(Available records)

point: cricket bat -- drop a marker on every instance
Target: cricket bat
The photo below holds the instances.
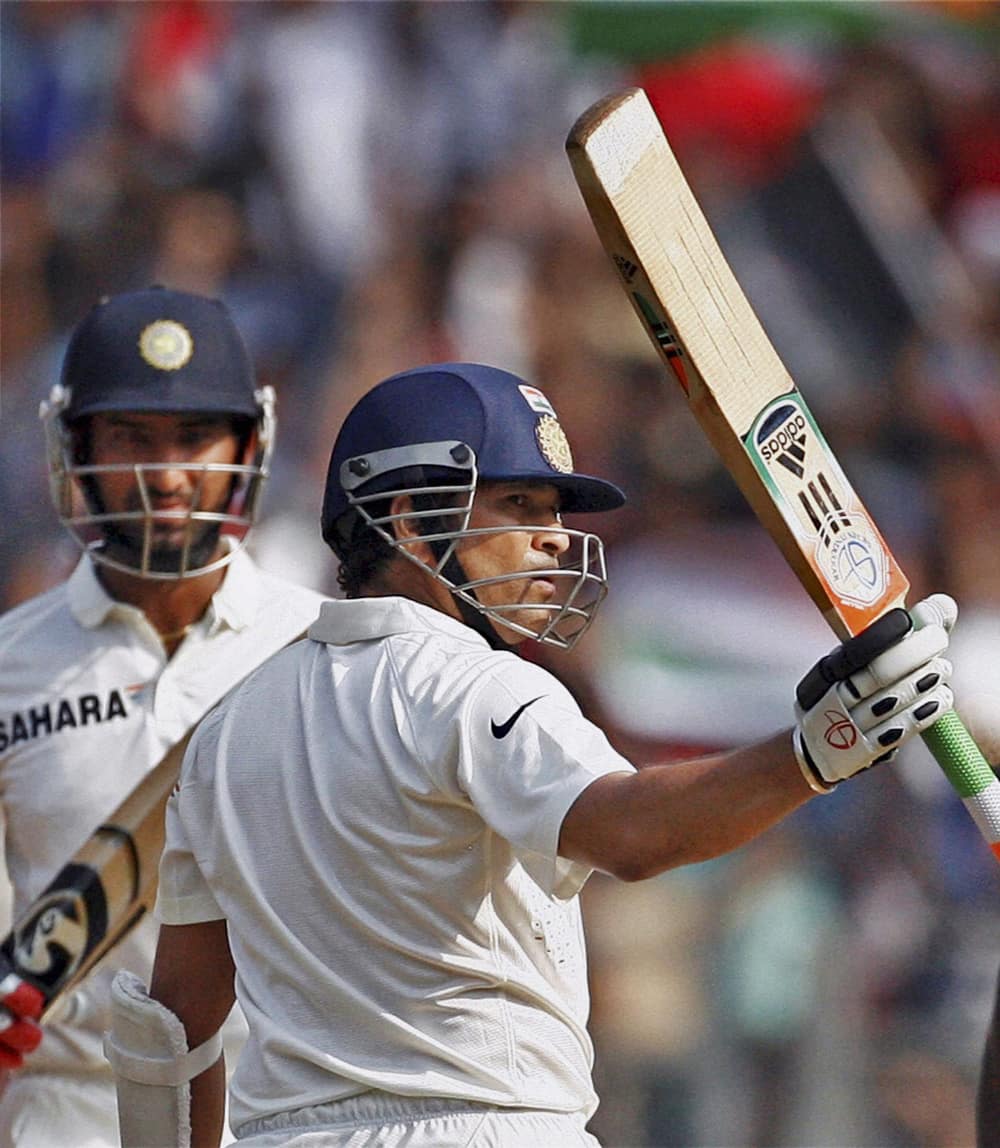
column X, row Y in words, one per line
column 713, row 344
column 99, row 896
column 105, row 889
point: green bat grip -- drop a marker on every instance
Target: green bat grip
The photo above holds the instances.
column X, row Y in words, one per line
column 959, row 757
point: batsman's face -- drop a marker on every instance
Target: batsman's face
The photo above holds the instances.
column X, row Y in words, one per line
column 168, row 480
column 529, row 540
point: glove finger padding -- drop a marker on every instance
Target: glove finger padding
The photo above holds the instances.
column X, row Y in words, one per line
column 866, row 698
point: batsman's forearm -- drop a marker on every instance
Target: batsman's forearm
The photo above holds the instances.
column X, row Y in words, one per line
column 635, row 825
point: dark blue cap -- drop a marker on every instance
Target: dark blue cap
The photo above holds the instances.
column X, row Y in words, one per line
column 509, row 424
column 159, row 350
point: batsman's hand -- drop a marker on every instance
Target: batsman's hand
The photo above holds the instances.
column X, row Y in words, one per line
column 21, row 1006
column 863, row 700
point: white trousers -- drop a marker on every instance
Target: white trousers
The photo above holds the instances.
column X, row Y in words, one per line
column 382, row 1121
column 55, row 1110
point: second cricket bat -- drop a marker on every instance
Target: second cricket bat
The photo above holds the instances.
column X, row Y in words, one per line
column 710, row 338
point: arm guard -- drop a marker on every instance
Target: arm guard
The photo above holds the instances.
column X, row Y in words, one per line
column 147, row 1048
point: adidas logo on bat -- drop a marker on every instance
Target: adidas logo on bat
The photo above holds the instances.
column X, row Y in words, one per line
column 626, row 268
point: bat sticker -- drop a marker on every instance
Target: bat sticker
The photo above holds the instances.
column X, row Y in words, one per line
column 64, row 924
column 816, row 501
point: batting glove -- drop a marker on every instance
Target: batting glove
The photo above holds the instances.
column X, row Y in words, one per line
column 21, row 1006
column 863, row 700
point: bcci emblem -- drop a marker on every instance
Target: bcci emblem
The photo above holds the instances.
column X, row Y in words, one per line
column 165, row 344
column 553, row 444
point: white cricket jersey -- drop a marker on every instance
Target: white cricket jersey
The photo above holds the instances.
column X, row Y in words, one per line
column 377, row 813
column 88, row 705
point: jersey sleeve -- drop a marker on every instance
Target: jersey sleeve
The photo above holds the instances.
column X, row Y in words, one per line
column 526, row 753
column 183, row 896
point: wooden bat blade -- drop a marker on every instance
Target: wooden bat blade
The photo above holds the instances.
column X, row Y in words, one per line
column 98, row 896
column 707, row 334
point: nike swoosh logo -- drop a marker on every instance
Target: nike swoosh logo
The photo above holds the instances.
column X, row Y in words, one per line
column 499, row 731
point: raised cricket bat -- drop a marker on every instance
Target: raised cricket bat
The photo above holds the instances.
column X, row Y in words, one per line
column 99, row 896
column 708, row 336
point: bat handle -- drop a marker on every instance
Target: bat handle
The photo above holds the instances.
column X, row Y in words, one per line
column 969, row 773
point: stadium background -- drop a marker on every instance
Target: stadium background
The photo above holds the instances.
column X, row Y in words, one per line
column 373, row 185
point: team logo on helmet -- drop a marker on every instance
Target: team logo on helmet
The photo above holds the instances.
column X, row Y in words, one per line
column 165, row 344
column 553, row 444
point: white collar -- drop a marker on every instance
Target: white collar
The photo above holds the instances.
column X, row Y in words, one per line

(End Available records)

_Problem requirements_
Out of the listing above, reproduce exactly the lines from the one with "point: jersey sleeve" up to and including the one with "Target: raised cricket bat".

_Reply to the task_
point: jersey sleeve -- drop a marker on every instance
Target: jersey sleeve
The photo above holds the instances.
column X, row Y in words, one per line
column 526, row 753
column 183, row 896
point: wooden bat blade -- drop a marker on every instance
Target: wooden bat blade
The photo above holds the instances.
column X, row Y in words, one per line
column 98, row 896
column 707, row 334
point: nike swoosh logo -- drop a marker on every instance
Target: nike swoosh logo
The photo above holds the instances.
column X, row Y in words, one per line
column 499, row 731
point: raised cricket bat -- drop a marker on every instance
Target: raised cricket bat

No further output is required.